Aufgabe 1:
Warum sind laut dem Text über Fusionskraftwerke katastrophale Unfälle wie in Tschernobyl oder Fukushima bei der Kernfusion ausgeschlossen? Antworte in einem Satz.
Aufgabe 2:
Schreibe den Text über Fusionskraftwerke im Anschluss an seinen letzten Satz weiter.

Textauszug:
****

Fusionskraftwerke könnten einmal die Energiegewinnung revolutionieren. Schon jetzt zeigen sich Geschäftspotenziale für Unternehmen.

Von Josef Stelzer, IHK-Magazin 05-06/2023

Im Grunde ist die Sonne ein gigantisches Kraftwerk. In ihrem Inneren verschmelzen Wasserstoff-Atomkerne zu Helium. Die bei dieser Kernfusion erzeugten gewaltigen Energien erwärmen und beleuchten auch die Erde. Wenn es gelänge, die Kernfusion in Kraftwerken kontrolliert nachzuahmen, würden sich daraus völlig neue Perspektiven für eine klima- und umweltfreundliche Stromproduktion ergeben.

Zwar wird es noch einige Jahrzehnte dauern, bis die ersten Fusionskraftwerke betriebsbereit sind. Aber schon jetzt bringen immer größere und ausgefeiltere Forschungsreaktoren die Wissenschaftler Schritt für Schritt näher an das Ziel einer völlig neuen Form der grünen Energiegewinnung. Es entstehen dabei keinerlei Treibhausgasemissionen und nur wenig hochradioaktive Abfälle.

1 Gramm Fusionsbrennstoff – 90.000 Kilowattstunden Energie

Katastrophale Unfälle wie in den Atomkraftwerken in Tschernobyl in der Ukraine 1986 oder im japanischen Fukushima 2011 sind bei der Kernfusion aufgrund der gänzlich anderen Funktionsweise ausgeschlossen.

Künftige Fusionskraftwerke sollen nach dem Vorbild der Sonne nahezu unbegrenzt und nachhaltig Energie gewinnen. In Fusionsreaktoren verschmelzen die Atomkerne miteinander, dabei werden gewaltige Energiemengen frei.

1 Gramm Fusionsbrennstoff, der aus den Grundstoffen Deuterium und Lithium hergestellt wird, könnte in einem Fusionsreaktor etwa 90.000 Kilowattstunden erzeugen. Das entspricht der Verbrennungswärme von rund 11 Tonnen Kohle.

****

Extrahierte Daten:
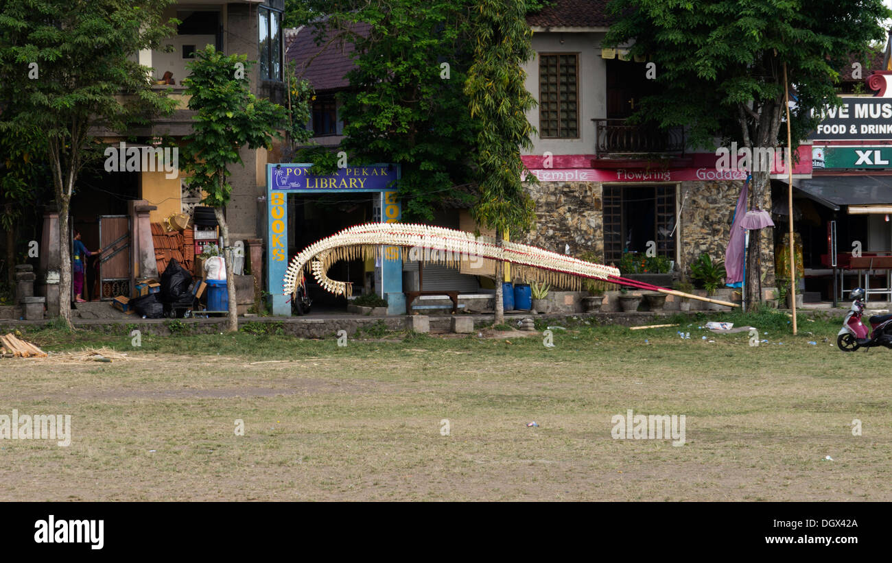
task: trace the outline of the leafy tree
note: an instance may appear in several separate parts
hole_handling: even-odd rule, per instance
[[[521,66],[533,54],[533,32],[520,3],[477,0],[470,13],[474,63],[465,93],[471,118],[480,123],[475,147],[480,200],[471,214],[495,229],[500,245],[507,233],[525,232],[535,219],[533,201],[520,176],[520,150],[533,148],[530,135],[535,132],[526,111],[536,102],[524,85],[526,72]],[[502,280],[502,263],[497,261],[496,324],[504,322]]]
[[[9,117],[12,111],[12,108],[6,107],[0,114]],[[43,177],[45,167],[35,159],[35,153],[38,157],[43,153],[43,139],[37,130],[0,135],[0,228],[6,233],[6,283],[10,288],[14,285],[16,235],[22,221],[34,215],[35,204],[45,191],[45,180],[49,179]]]
[[[892,16],[881,0],[612,0],[616,18],[607,45],[634,42],[648,54],[663,91],[641,101],[636,118],[661,126],[685,126],[690,143],[774,148],[784,111],[784,73],[795,90],[790,125],[794,143],[817,124],[813,110],[838,104],[834,85],[850,53],[866,55],[882,40],[881,21]],[[786,129],[786,127],[784,127]],[[795,149],[795,147],[793,147]],[[753,171],[752,203],[771,208],[768,170]],[[747,269],[756,272],[770,233],[753,237]],[[768,255],[770,256],[770,255]],[[769,263],[771,261],[769,260]],[[761,300],[757,275],[748,276],[747,302]]]
[[[241,66],[240,66],[241,65]],[[235,282],[232,269],[232,245],[224,208],[229,203],[232,185],[227,182],[229,165],[241,164],[239,150],[270,149],[277,129],[285,128],[286,110],[268,100],[251,94],[251,63],[244,54],[227,55],[213,45],[196,52],[188,65],[189,78],[183,81],[194,110],[193,133],[186,135],[184,169],[193,189],[205,193],[202,203],[214,208],[226,250],[227,289],[229,292],[229,330],[238,330]]]
[[[15,108],[0,116],[0,135],[37,130],[44,135],[59,208],[61,315],[70,326],[69,206],[74,185],[84,165],[101,156],[91,150],[98,126],[126,131],[153,114],[173,110],[174,102],[152,91],[149,69],[130,57],[158,48],[174,34],[161,15],[171,3],[5,0],[0,4],[0,100]]]
[[[472,180],[470,147],[479,128],[463,92],[470,56],[467,2],[373,3],[329,21],[355,48],[357,68],[341,95],[351,161],[401,165],[406,219],[430,221],[456,186]],[[357,33],[356,24],[369,26]]]

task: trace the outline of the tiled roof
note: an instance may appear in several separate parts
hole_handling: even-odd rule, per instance
[[[368,31],[368,24],[357,24],[353,30],[360,35]],[[285,33],[288,41],[285,58],[297,62],[297,75],[309,80],[317,92],[346,88],[349,82],[346,74],[355,68],[351,53],[353,45],[335,38],[329,44],[332,36],[326,33],[322,44],[316,45],[316,29],[310,26],[299,31]]]
[[[526,22],[539,28],[606,28],[608,0],[555,0],[538,13],[526,17]]]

****

Erwartete Lösung 1:
Solche Unfälle sind bei der Kernfusion ausgeschlossen, weil sie gänzlich anders funktioniert als die Atomkraftwerke in Tschernobyl und Fukushima.

Erwartete Lösung 2:
Pioniere in Garching

Zu den weltweiten Fusionspionieren gehört das Garchinger Max-Planck-Institut für Plasmaphysik (IPP), das seinen ersten experimentellen Reaktor bereits 1980 in Betrieb genommen hat. Noch benötigen Forschungsreaktoren für die Kernfusion, die erst bei extremen Temperaturen von 100 Millionen Grad Celsius zustande kommt, weit mehr Energie, als sie erzeugen können. Für die Nutzung der Kernfusion ist jedoch ein Netto-Energiegewinn eine wesentliche Voraussetzung.

Einen solchen Energieüberschuss soll der Experimentalreaktor ITER liefern, der gerade im südfranzösischen Forschungszentrum Cadarache gebaut wird. ITER steht für „International Thermonuclear Experimental Reactor“ und ist ein internationales Kooperationsprojekt, an dem unter anderem die EU, die USA und China mitwirken.

Reaktor ITER mit donutförmiger Fusionskammer

„Wir werden mit ITER nachweisen, dass die Kernfusion machbar und für die Energieerzeugung gebrauchstauglich ist“, betont Fusionsexpertin Ursel Fantz (59), die am IPP den Bereich ITER-Technologie und -Diagnostik sowie als Professorin an der Universität Augsburg die Arbeitsgruppe experimentelle Plasmaphysik leitet. „Seit 2016 entwickeln wir wichtige Bauteile für ITER und leisten damit viel Pionierarbeit“, sagt die promovierte Elektrotechnikerin.

Zu den IPP-Entwicklungen gehört beispielsweise ein spezielles Messgerät, das den Druck innerhalb der knapp 7 Meter hohen donutförmigen Fusionskammer mithilfe von 52 Sensoren permanent erfasst. Auch eine hochkomplexe Heiztechnik, die in der Fusionskammer das gasförmige Plasma auf viele Millionen Grad erhitzen soll, stammt aus Garching.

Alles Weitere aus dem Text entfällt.